Dataset:
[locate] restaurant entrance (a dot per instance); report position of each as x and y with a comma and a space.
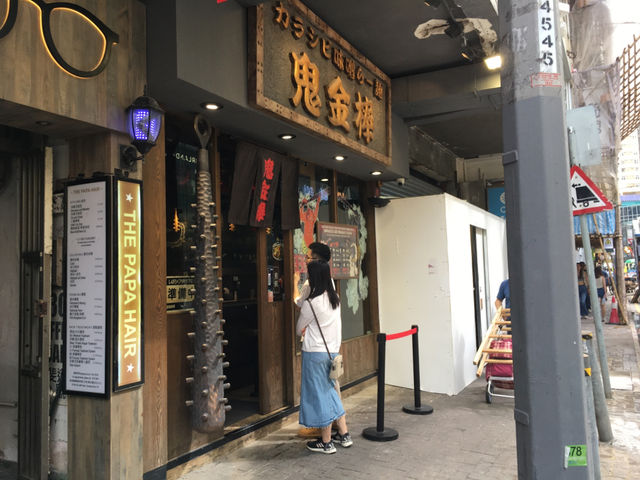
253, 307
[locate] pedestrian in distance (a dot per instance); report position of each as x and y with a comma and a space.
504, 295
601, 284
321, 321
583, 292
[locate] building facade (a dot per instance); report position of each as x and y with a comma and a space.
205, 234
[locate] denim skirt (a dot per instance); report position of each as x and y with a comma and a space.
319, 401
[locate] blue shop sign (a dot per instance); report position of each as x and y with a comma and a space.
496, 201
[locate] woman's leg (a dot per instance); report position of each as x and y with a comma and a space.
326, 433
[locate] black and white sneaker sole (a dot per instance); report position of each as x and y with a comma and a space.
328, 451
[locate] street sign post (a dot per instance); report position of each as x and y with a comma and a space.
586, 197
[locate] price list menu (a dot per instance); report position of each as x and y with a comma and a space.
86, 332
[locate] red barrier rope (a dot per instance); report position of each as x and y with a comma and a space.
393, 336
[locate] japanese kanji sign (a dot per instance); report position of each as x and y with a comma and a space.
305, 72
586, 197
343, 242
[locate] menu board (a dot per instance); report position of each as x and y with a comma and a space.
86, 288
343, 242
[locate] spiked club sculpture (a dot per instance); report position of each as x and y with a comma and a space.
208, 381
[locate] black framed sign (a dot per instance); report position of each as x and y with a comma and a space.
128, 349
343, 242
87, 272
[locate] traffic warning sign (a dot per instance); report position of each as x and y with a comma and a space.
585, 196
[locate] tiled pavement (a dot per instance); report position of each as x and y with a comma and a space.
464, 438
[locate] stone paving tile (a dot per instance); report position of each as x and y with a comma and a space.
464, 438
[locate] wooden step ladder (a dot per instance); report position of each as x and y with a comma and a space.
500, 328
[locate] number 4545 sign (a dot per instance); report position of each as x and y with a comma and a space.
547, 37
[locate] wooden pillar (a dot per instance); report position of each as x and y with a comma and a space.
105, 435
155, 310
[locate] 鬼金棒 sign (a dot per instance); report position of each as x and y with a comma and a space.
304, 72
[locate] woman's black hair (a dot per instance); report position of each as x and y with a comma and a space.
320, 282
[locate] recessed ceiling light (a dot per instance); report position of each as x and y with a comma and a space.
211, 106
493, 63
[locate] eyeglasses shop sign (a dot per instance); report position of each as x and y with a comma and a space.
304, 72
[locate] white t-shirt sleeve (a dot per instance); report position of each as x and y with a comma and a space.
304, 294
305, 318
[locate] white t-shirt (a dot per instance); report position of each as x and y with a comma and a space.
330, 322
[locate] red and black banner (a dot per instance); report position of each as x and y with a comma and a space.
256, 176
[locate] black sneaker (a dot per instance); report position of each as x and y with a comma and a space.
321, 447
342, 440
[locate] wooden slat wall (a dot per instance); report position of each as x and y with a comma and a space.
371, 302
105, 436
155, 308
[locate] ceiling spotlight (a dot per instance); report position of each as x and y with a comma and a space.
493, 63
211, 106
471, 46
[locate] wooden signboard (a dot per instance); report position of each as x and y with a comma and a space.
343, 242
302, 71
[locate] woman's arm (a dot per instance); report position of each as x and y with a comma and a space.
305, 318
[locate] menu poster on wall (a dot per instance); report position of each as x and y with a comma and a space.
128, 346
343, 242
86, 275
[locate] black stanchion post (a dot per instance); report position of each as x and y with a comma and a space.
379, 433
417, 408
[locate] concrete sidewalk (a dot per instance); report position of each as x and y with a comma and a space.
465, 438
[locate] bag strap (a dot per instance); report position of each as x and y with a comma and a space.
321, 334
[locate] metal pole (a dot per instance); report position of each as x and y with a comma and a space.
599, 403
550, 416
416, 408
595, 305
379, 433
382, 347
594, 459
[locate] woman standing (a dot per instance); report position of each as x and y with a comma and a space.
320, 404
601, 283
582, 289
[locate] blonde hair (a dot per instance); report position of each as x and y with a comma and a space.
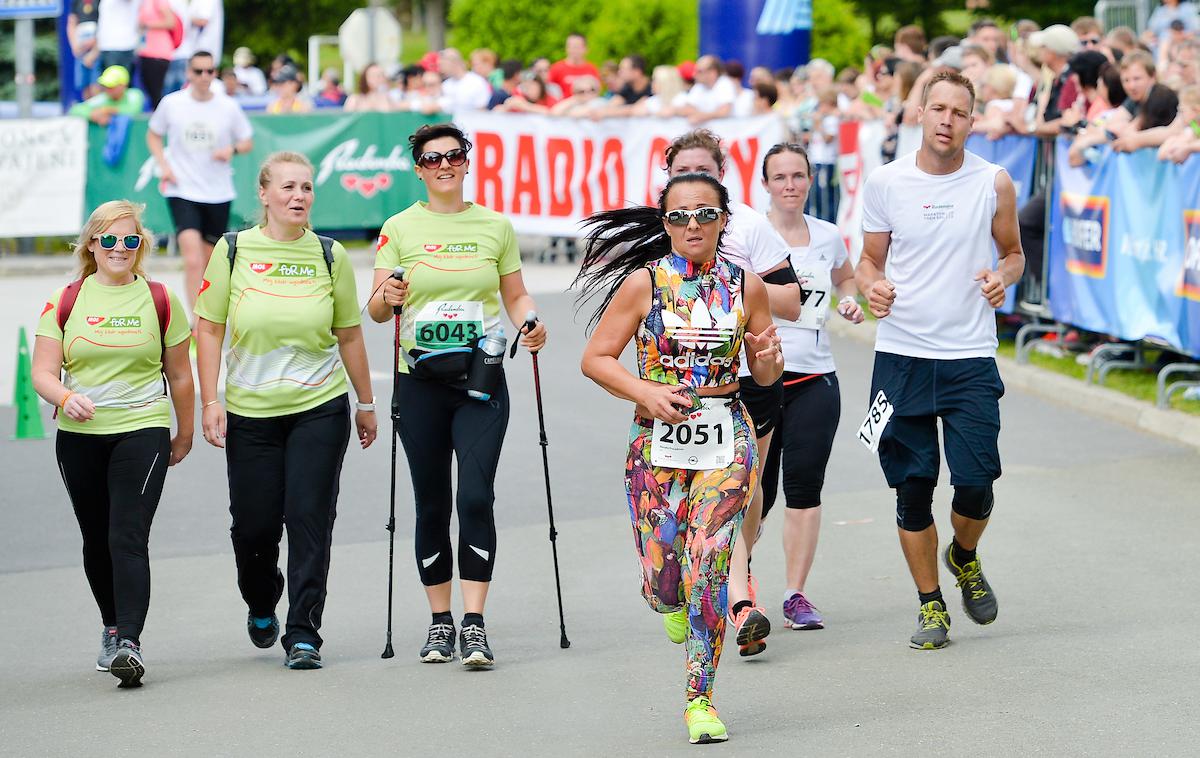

Direction:
Output every line of the records above as a JSON list of strings, one string per line, with blank lines and the pictures left out.

Answer:
[
  "[locate] restaurant entrance (a dot per instance); report position of each as x and y with a comma and a space.",
  "253, 307",
  "[locate] pedestrian in distance (a dot per instance); report position of each as x and y with a comma and a space.",
  "504, 295",
  "601, 284",
  "321, 321",
  "583, 292",
  "[locate] building facade (a dot per instance); report position of each as x and y with a comma and a space.",
  "205, 234",
  "[locate] denim skirt (a dot per instance); report position of each as x and y with a comma and a space.",
  "319, 401",
  "[locate] blue shop sign (a dot per instance); report position of each as x and y with a comma and a space.",
  "496, 201",
  "[locate] woman's leg (a dot per instance); report position of each as x and y with a comma and a space.",
  "326, 433",
  "[locate] black and white sneaker sole (a dot per instance); report position of each as x and y with a comma and a space.",
  "328, 451",
  "[locate] street sign post (a dot per instance); report position of each as x and y with a comma and a space.",
  "586, 197",
  "[locate] price list menu (a dot per instance); report position of each as x and y with a comma and a space.",
  "86, 332",
  "[locate] red barrier rope (a dot per instance); report position of each as x and y with a comma and a space.",
  "393, 336",
  "[locate] japanese kanji sign (a dot per instance); report position of each as x and y with a comma and a space.",
  "305, 72",
  "586, 197",
  "343, 242",
  "[locate] menu board (a dot per instance); report position of each as x and y with a comma and a space.",
  "86, 288",
  "343, 242",
  "[locate] spiked club sculpture (a dot per instance); report position of each as x and y with a comma and a space.",
  "208, 381",
  "[locate] black framed sign (a dot per instance); report position of each as x and y with a comma and a space.",
  "128, 349",
  "343, 242",
  "87, 272",
  "[locate] traffic warning sign (a dot per instance); report position of each as x and y with a comma and a space.",
  "585, 196",
  "[locate] tiled pavement (a dot per instance); report position of each as x and y with a comma and a space.",
  "464, 438",
  "[locate] stone paving tile (a dot per instance); report position of each as x and y with a comma and a space.",
  "464, 438",
  "[locate] wooden step ladder (a dot per instance); report position of each as x and y with a comma and a space.",
  "500, 328",
  "[locate] number 4545 sign (a dot per instance); report position of each as x and y with a comma and a space.",
  "547, 37",
  "[locate] wooden pillar (a dot per instance); report position of each as x and y with a comma and a space.",
  "105, 435",
  "155, 310",
  "[locate] 鬼金棒 sign (a dot per instance); report position of each as x and y with a comma and a space.",
  "304, 72",
  "[locate] woman's black hair (a dot per instance); report position of each as x and y with a comma and a space.",
  "320, 282",
  "[locate] recessed ceiling light (a dot per instance); report position of each as x and y with a comma and a space.",
  "211, 106",
  "493, 63",
  "[locate] eyeglasses shop sign (a dot per instance); report position of each as x and y with a comma and a space.",
  "304, 72",
  "[locate] white t-shirt sleeve (a dot per instance); report position of each as x and y with a comma and a space.",
  "304, 294",
  "305, 318",
  "[locate] white t-shirt (a dot per instance); report position of each as x and y with a comma and a space.",
  "330, 322",
  "[locate] red and black banner (a dot per instance); report position of each as x and y with a comma and a space.",
  "256, 176",
  "[locate] black sneaker (a dot per instance); report position of each as x and y with a comma and a space.",
  "321, 447",
  "342, 440",
  "[locate] wooden slat wall (a dot per instance); report position of each as x and y with a comma and a space.",
  "371, 302",
  "105, 436",
  "155, 308",
  "[locate] ceiling spotlight (a dot per instance); report position of each as x and y with a comma and a space.",
  "493, 63",
  "211, 106",
  "471, 46",
  "[locate] wooden signboard (a dot per instance); report position of each as x and y with a comma and a space.",
  "343, 242",
  "302, 71",
  "[locate] woman's arm (a dot per instance); report position of each as x and y with a comma and a space.",
  "305, 318",
  "[locate] menu poster on wall (a dot per instance); report position of each as x and y with a comma and a space.",
  "128, 346",
  "343, 242",
  "86, 275",
  "[locate] black stanchion post (a dot per instance); report position of each as x and y with a comma and a space.",
  "379, 433",
  "417, 408",
  "[locate] concrete sidewalk (a dot per instance); report position of each as x and y with a comma and a space.",
  "465, 438",
  "[locate] bag strap (a dot per instance); report position of each as x and y with a comma and a space.",
  "321, 334",
  "[locate] metal pole (a dot per instance); report position of each as x and y with a comma and a space.",
  "599, 403",
  "550, 416",
  "416, 408",
  "595, 305",
  "379, 433",
  "382, 347",
  "594, 459",
  "[locate] woman standing (a dot per instance); report position of each as x and y with a comma and a space.",
  "320, 404",
  "601, 283",
  "582, 289",
  "[locate] blonde hair (a dot per instance); report position of each as x and y with a comma and a space."
]